● Questions on the material
A) In the news article about the judge assigned to the "Don't Say Gay" challenge, condense the paragraph beginning "On Monday, March 28" into a bulleted list of its main facts.
B) Name every person the news article about the "Don't Say Gay" challenge mentions by name.
--- Text excerpt Enclosed Below ---
Trump-appointed judge assigned to a ‘Don’t Say Gay’ challenge once defended Florida's same-sex marriage ban

Trump-appointed judge assigned to a ‘Don’t Say Gay’ challenge once defended Florida's same-sex marriage ban

On Monday, March 28, far-right Gov. Ron DeSantis signed the controversial Florida House Bill 1557, a.k.a., the “Don’t Say Gay” bill, into law — and three days later, on March 31, an gay rights advocates filed a lawsuit against the State of Florida. But journalist Mark Joseph Stern, in an article published by Slate the day the lawsuit was filed, delivers some bad news about the lawsuit: the federal judge who has been assigned to the case, U.S. District Judge Allen Winsor, is a Donald Trump appointee who once railed against same-sex marriage.

In the lawsuit, the plaintiffs argue that SB 1557 “would deny to an entire generation that LGBTQ people exist and have equal dignity,” adding, “This effort to control young minds through state censorship — and to demean LGBTQ lives by denying their reality — is a grave abuse of power.”
--- End of Enclosed Text excerpt ---
--- Material supplied Enclosed Below ---
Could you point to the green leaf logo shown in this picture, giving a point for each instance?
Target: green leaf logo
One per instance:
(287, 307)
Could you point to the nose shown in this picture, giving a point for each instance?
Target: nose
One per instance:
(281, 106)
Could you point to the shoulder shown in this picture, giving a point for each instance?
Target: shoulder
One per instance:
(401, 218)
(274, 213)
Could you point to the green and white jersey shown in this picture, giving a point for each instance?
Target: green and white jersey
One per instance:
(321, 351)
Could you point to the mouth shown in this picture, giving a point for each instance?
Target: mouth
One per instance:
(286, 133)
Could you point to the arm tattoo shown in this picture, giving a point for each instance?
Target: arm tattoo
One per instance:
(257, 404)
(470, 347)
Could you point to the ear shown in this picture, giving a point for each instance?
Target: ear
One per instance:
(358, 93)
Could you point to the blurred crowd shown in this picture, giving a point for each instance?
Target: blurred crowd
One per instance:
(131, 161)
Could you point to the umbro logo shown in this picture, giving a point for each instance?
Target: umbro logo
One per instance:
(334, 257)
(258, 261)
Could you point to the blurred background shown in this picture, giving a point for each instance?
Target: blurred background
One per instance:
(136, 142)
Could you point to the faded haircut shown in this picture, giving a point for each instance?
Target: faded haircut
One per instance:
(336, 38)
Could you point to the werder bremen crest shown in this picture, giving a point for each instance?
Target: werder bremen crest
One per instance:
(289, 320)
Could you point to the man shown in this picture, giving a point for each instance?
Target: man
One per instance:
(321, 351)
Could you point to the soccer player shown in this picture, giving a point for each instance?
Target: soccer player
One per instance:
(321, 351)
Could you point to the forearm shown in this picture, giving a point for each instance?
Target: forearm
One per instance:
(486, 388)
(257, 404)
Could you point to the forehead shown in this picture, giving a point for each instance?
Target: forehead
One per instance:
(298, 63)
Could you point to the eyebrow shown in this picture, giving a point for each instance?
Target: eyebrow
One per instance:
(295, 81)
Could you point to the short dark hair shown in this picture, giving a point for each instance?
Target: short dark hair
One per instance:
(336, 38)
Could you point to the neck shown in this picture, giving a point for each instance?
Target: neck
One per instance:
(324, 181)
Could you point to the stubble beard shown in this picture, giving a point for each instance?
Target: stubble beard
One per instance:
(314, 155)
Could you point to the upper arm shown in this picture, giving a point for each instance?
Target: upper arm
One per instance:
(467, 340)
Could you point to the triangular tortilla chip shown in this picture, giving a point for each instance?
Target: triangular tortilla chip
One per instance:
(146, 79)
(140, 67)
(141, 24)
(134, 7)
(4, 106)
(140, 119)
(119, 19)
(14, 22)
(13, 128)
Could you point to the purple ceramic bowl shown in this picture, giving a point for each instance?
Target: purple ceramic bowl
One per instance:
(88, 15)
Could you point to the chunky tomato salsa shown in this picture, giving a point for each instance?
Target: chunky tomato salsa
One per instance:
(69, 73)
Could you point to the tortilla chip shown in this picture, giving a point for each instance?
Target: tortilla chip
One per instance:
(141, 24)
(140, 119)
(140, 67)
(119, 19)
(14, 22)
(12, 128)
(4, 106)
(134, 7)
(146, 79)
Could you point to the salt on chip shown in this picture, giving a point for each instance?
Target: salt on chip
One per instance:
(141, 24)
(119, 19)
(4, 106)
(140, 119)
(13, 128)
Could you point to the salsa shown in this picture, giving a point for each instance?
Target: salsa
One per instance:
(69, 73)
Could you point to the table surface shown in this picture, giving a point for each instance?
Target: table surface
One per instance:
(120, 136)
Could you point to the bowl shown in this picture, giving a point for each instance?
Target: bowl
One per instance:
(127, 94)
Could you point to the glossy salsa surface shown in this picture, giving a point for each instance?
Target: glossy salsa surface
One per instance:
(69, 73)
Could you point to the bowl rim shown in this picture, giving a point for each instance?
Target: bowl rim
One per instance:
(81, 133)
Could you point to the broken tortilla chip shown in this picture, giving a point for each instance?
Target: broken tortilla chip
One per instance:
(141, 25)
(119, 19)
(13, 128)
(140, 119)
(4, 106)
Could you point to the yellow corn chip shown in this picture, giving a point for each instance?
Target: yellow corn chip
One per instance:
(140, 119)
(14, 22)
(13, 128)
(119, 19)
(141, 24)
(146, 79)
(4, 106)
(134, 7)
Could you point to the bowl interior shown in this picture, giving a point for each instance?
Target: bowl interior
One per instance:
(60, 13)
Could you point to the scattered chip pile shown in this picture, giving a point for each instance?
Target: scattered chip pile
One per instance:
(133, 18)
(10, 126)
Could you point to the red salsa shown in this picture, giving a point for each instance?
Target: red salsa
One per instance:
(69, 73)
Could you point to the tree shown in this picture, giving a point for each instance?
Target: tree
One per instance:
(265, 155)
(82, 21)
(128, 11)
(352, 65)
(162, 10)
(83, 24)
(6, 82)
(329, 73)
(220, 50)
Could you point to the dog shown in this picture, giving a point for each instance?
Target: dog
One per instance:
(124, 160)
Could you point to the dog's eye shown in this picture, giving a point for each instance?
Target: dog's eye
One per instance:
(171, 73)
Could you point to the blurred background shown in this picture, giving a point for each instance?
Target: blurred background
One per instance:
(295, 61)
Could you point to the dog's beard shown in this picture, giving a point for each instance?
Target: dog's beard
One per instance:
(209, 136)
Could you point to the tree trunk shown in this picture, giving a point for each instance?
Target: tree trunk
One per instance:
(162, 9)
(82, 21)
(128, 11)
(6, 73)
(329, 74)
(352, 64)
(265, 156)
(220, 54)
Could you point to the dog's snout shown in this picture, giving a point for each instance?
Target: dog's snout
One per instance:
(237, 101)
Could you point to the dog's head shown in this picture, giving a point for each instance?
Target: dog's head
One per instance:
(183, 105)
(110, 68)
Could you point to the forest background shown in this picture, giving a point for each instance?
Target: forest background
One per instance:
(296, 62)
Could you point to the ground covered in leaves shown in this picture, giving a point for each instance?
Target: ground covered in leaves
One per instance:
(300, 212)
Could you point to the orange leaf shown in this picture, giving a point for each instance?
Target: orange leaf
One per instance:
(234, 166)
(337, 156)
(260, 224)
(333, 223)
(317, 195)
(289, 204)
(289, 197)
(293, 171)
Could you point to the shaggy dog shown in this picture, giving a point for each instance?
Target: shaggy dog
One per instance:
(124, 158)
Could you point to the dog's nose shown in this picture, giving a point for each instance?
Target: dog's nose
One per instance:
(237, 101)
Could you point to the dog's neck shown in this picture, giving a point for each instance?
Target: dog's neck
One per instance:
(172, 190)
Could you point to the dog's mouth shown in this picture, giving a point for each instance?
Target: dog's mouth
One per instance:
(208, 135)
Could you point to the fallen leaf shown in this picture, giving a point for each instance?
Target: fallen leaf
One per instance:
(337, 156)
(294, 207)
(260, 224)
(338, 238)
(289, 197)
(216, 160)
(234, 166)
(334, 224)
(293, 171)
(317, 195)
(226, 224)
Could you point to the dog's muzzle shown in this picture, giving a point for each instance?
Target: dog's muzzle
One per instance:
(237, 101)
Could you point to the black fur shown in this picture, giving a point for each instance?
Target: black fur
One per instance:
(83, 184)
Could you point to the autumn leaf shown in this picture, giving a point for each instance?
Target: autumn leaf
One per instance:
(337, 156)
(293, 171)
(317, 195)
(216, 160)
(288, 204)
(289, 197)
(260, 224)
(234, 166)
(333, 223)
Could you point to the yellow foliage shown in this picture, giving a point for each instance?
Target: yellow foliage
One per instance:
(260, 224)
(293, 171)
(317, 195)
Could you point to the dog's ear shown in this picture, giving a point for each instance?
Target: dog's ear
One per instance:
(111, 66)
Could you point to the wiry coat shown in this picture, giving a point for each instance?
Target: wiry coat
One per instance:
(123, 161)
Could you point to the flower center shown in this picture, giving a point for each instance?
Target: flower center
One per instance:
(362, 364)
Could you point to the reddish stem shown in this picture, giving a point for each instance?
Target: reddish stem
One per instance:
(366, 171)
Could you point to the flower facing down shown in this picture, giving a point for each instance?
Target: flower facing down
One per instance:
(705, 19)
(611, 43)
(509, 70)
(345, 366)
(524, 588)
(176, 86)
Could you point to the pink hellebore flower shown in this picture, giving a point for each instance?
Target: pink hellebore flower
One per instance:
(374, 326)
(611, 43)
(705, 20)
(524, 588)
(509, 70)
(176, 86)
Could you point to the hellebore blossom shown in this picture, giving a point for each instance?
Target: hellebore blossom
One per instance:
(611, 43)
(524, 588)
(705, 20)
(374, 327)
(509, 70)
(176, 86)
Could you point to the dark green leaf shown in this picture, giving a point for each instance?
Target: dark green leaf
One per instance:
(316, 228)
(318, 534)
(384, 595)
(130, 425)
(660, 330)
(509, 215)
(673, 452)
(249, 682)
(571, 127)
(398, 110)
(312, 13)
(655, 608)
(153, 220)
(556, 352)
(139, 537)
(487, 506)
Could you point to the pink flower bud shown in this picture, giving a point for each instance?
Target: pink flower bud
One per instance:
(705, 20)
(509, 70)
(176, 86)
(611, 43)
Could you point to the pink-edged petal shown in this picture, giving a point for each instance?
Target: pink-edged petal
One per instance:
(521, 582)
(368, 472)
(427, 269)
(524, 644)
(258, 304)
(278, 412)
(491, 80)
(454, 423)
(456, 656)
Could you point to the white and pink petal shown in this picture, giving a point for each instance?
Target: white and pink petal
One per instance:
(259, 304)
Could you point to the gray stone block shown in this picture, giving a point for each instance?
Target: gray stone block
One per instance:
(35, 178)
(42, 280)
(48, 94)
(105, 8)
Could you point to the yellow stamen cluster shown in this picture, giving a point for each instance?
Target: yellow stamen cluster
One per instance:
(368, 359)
--- End of Enclosed Material supplied ---
--- Material supplied Enclosed Below ---
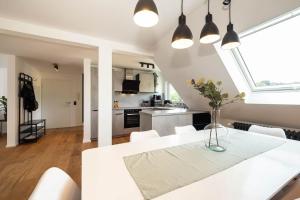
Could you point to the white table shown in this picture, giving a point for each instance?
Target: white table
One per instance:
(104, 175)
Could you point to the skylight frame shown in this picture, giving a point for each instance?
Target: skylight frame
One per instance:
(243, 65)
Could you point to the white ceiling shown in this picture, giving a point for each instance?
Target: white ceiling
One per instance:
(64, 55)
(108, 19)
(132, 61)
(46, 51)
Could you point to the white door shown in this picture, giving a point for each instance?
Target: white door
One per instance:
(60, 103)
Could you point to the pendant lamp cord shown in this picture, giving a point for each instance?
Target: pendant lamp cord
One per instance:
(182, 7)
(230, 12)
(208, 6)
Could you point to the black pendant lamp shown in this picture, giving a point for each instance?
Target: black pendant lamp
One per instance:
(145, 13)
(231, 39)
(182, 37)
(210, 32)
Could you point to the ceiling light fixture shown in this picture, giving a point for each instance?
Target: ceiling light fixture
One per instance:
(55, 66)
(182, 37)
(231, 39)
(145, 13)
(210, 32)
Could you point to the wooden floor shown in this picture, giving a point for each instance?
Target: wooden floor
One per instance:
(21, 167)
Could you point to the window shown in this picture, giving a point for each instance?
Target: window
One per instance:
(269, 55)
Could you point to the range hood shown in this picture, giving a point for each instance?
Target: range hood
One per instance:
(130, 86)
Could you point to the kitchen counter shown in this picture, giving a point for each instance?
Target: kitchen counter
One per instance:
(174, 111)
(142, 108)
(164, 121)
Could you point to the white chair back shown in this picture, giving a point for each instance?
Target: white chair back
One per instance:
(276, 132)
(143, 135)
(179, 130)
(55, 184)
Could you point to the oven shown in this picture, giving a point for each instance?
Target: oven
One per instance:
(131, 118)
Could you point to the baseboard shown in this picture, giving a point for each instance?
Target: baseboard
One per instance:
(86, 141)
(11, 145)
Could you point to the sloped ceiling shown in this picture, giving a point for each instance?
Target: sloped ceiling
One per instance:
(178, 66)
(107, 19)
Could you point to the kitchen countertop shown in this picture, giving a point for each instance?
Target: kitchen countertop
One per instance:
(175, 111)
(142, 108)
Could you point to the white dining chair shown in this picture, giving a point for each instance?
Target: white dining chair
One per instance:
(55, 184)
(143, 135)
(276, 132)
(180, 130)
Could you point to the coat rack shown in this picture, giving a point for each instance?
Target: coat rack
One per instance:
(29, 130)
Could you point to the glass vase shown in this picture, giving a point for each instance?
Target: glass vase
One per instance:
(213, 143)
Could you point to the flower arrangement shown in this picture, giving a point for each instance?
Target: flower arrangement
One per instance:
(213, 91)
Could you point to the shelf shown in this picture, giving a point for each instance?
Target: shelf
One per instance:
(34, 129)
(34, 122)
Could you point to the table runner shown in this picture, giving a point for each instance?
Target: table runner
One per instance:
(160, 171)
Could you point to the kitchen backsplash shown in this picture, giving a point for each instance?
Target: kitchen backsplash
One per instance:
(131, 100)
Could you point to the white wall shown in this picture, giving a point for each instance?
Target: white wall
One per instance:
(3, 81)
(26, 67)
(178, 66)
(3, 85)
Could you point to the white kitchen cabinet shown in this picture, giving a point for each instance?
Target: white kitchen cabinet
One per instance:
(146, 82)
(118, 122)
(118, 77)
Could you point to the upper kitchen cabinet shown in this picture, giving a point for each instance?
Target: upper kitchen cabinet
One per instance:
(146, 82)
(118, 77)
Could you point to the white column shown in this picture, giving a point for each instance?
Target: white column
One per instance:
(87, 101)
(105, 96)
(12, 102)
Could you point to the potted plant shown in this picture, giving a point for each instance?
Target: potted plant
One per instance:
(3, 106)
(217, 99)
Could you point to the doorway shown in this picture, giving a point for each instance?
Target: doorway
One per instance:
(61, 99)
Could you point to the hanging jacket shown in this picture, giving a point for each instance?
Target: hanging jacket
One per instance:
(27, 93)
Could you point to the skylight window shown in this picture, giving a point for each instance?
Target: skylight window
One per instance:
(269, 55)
--- End of Enclosed Material supplied ---
--- Material supplied Enclosed Below ---
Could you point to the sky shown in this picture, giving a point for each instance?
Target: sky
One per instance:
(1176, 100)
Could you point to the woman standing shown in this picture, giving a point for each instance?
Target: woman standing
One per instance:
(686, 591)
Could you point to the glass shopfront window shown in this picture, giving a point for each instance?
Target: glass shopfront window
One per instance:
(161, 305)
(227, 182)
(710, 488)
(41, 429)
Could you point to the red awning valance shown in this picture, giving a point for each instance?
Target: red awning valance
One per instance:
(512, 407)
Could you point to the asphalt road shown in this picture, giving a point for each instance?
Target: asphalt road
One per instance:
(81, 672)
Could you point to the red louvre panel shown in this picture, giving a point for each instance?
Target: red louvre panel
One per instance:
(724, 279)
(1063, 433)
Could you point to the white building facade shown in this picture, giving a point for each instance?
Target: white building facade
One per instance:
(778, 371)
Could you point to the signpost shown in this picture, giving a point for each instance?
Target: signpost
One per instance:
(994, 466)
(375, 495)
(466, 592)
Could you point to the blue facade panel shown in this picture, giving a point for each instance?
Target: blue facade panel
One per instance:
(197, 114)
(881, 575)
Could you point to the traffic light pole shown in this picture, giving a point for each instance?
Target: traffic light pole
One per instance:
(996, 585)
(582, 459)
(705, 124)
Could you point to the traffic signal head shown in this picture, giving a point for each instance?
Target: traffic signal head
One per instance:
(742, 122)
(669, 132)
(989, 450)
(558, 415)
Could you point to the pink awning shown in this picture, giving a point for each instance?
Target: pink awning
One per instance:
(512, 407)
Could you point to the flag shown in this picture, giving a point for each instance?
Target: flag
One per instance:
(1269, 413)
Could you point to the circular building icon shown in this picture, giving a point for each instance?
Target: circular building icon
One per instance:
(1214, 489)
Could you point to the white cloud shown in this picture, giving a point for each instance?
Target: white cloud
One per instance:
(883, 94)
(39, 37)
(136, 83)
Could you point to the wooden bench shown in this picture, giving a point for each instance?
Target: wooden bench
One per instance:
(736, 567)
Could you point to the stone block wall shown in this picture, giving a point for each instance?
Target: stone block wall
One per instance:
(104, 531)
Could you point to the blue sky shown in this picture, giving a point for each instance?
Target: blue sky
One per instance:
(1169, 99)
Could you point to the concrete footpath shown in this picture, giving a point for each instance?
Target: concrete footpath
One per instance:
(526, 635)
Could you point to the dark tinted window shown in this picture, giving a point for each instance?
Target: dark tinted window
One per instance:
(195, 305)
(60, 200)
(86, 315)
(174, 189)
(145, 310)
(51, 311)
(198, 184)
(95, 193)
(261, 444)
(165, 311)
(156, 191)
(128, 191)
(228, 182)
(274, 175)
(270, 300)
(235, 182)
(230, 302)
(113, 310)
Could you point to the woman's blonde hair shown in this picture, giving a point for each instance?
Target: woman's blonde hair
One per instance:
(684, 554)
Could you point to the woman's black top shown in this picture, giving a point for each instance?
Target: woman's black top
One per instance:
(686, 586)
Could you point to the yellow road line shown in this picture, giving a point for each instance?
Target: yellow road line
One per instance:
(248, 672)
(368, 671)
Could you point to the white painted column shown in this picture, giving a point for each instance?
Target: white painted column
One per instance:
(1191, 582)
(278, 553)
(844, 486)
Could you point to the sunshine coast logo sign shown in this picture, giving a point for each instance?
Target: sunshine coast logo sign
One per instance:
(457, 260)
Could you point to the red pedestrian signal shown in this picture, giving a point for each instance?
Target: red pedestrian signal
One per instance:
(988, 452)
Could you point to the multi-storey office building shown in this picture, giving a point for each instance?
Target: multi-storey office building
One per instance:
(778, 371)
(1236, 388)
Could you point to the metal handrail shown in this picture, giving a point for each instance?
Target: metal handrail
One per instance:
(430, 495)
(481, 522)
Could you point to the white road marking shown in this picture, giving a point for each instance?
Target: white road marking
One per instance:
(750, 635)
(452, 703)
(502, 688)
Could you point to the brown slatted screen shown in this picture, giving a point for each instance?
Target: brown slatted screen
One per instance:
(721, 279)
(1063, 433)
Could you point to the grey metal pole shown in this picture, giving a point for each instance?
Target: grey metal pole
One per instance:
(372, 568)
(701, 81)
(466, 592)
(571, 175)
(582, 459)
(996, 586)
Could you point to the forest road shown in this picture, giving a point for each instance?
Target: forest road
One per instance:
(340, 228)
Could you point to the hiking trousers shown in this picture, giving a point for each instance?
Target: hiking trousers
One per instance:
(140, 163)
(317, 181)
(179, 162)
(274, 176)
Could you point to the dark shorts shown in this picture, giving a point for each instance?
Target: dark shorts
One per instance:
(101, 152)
--- End of Enclosed Material supplied ---
● Expected responses
A)
- On March 28, Gov. Ron DeSantis signed Florida House Bill 1557, known as the "Don't Say Gay" bill, into law.
- On March 31, gay rights advocates filed a lawsuit against the State of Florida.
- In a Slate article published the same day, journalist Mark Joseph Stern reported that the federal judge assigned to the case is U.S. District Judge Allen Winsor. Winsor is a Donald Trump appointee who once railed against same-sex marriage.

B)
- Ron DeSantis
- Mark Joseph Stern
- Allen Winsor
- Donald Trump